* **WRITTEN EXERCISE**
Pick out and copy every line of the data below that contains the string "ground", treating uppercase and lowercase letters as different.

───── RAW RECORDS

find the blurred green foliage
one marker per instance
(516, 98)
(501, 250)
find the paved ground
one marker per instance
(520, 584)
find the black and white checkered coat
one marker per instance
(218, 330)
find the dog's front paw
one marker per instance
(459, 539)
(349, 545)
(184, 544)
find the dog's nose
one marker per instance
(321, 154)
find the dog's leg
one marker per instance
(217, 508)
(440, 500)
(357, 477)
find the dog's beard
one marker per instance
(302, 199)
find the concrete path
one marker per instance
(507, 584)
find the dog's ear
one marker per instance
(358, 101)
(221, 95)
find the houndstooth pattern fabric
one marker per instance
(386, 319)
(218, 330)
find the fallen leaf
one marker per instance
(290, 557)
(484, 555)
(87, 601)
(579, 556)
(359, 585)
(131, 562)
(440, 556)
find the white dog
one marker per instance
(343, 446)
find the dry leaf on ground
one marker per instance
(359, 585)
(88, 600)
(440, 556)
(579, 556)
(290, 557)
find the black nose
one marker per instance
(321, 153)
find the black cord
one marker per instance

──────────
───── RAW RECORDS

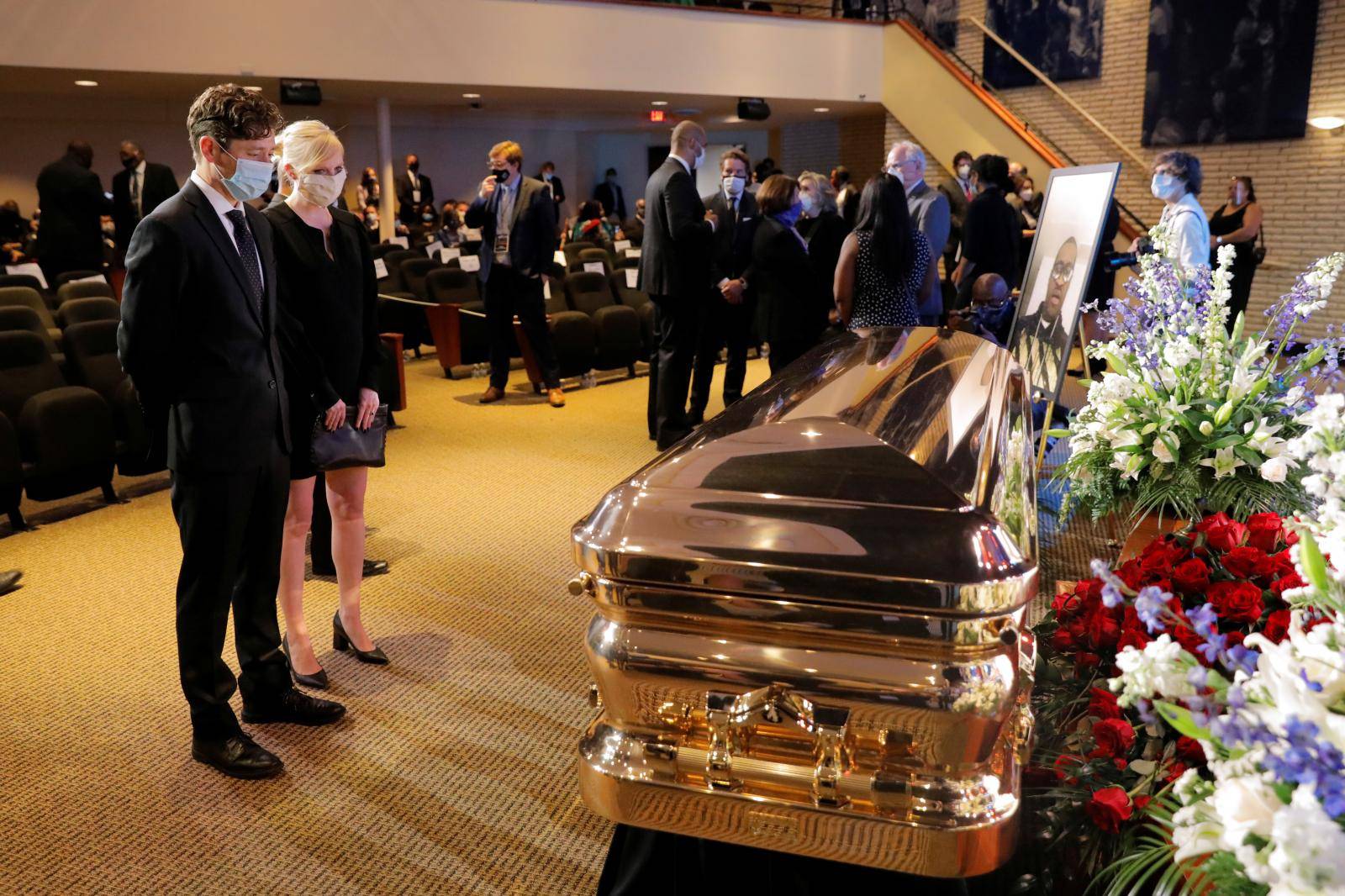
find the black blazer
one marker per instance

──────────

* **COMPLETE ANSWER**
find the paved ground
find the dry leaf on ground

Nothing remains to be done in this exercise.